Alıntılanan metin:
::::::
Gazze’de 366. Gün Şehit Sayısı 41 Bin 870'e Yükseldi

Katil İsrail güçlerinin, Gazze Şeridi'ne 7 Ekim 2023'ten bu yana düzenlediği saldırılarda hayatını kaybedenlerin sayısı son 24 saatte 45 artarak 41 bin 870'e çıktı.

Gazze'deki Sağlık Bakanlığından yapılan açıklamada, katil İsrail'in Gazze Şeridi'ne 366 gündür sürdürdüğü saldırılara ilişkin bilgi verildi.

Katil İsrail güçlerinin son 24 saatte Gazze Şeridi'nin çeşitli bölgelerinde gerçekleştirdiği "3 katliamda" 45 kişinin öldüğü, 256 kişinin yaralandığı belirtildi.
::::::
Gösterilen bilgiler:
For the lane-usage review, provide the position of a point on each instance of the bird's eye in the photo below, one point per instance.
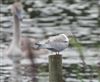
::::::
Alıştırma görevleri:
**1)** Gazze haberinde "Katil İsrail güçlerinin, Gazze" ile "ilişkin bilgi verildi." arasındaki bölümü, bu iki ifade de dahil olmak üzere, hiç değiştirmeden yeniden yazın.
**2)** Gazze'deki saldırılara ilişkin haberi kaldığı yerden sürdürün.
Veriler başka bir kaynaktan alınmıştır.

Görev yanıtları:
**1)**
Katil İsrail güçlerinin, Gazze Şeridi'ne 7 Ekim 2023'ten bu yana düzenlediği saldırılarda hayatını kaybedenlerin sayısı son 24 saatte 45 artarak 41 bin 870'e çıktı.

Gazze'deki Sağlık Bakanlığından yapılan açıklamada, katil İsrail'in Gazze Şeridi'ne 366 gündür sürdürdüğü saldırılara ilişkin bilgi verildi.

**2)**
Katil İsrail'in 7 Ekim'den bu yana Gazze Şeridi'ne düzenlediği saldırılarda yaşamını yitirenlerin sayısının 41 bin 870'e, yaralı sayısının 97 bin 166'ya yükseldiği kaydedildi.

Katil İsrail’in Gazze’nin kuzeyine yeniden başlattığı şiddetli saldırılarda 30 Filistinli yaşamını yitirdi

Hastane kaynaklarından alınan bilgiye göre, katil İsrail güçlerinin Cibaliya ve Beyt Lahiya beldelerine düzenlediği saldırılarda hayatını kaybeden 30 Filistinlinin cenazesi ile onlarca yaralı Gazze Şeridi’nin kuzeyindeki hastanelere nakledildi.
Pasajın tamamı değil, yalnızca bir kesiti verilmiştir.